• Requirements
Copy the data from the first line up to and including the line with "[(86, 95), (45, 66)]", replacing every "rear door" with "back door" and changing nothing else.

• Data extract
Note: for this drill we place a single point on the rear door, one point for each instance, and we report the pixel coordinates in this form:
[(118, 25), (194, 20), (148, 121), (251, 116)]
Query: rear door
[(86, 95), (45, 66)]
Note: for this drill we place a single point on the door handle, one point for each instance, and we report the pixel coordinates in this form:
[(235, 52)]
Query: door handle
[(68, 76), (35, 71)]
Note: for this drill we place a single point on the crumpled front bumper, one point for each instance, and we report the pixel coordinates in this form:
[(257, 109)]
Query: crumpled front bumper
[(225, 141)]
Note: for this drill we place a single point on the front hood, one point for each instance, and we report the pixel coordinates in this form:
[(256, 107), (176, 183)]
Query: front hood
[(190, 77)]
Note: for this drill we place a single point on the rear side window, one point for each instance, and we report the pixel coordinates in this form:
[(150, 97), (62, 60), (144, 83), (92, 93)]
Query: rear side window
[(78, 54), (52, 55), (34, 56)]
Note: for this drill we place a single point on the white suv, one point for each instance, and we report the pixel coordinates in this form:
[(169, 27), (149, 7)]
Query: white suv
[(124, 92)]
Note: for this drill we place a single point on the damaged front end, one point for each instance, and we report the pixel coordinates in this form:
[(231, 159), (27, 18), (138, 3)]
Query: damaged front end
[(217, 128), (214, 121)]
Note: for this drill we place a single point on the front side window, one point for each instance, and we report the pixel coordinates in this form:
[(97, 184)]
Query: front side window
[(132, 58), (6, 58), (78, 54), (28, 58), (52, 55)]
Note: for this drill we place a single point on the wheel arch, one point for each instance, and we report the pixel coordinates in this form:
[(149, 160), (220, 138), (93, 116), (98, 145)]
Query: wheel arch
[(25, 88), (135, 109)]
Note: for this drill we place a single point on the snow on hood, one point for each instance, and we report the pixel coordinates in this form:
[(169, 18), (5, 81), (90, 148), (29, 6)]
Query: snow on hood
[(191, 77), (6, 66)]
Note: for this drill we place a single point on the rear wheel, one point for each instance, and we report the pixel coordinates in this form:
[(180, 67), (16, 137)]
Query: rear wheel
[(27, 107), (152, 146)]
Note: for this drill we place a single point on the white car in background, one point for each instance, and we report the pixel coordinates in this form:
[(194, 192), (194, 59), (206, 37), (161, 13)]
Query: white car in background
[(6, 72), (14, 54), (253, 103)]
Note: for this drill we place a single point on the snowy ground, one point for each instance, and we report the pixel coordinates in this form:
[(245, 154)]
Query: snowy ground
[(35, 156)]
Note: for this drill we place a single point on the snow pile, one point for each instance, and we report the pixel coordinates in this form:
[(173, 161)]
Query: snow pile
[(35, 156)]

• Answer below
Note: for this drill we place a single point on the back door, one point for each instance, and we report the pixel coordinates in this form:
[(118, 25), (194, 20), (148, 121), (251, 116)]
Query: back door
[(86, 95), (45, 66)]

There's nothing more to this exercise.